Dataset entries:
———

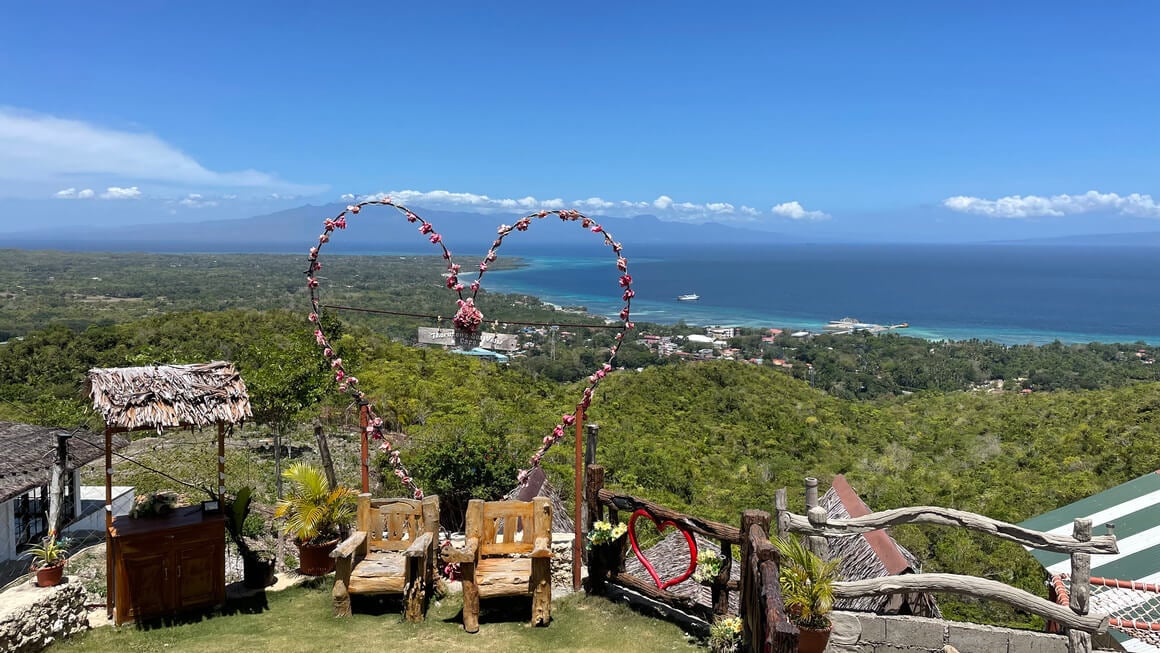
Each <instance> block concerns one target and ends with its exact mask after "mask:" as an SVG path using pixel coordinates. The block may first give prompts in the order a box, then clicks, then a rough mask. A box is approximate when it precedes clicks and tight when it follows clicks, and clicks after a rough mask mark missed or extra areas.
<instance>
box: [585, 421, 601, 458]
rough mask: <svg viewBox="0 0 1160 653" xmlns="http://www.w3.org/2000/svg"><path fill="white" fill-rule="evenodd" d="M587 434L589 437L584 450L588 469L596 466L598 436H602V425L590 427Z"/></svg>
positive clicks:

———

§ ACTIVITY:
Give each line of the entries above as a JSON list of strings, one string per line, with blank lines and the pictures left out.

§ WORKED SOLUTION:
[
  "Each <instance> block concerns one target and ends with its exact mask after \"mask:\" as an SVG path using pixel coordinates. The block may first give prompts in the order a box, then clicks, then a rough mask. A box is approximate when it precedes clicks and tight when it follows clicks, and clicks after a rough mask mark missed or extra areas.",
  "<instance>",
  "box: [585, 421, 601, 458]",
  "rough mask: <svg viewBox=\"0 0 1160 653\" xmlns=\"http://www.w3.org/2000/svg\"><path fill=\"white\" fill-rule=\"evenodd\" d=\"M587 434L589 437L584 450L588 469L596 466L598 436H602V425L590 427Z\"/></svg>",
  "positive clicks:"
]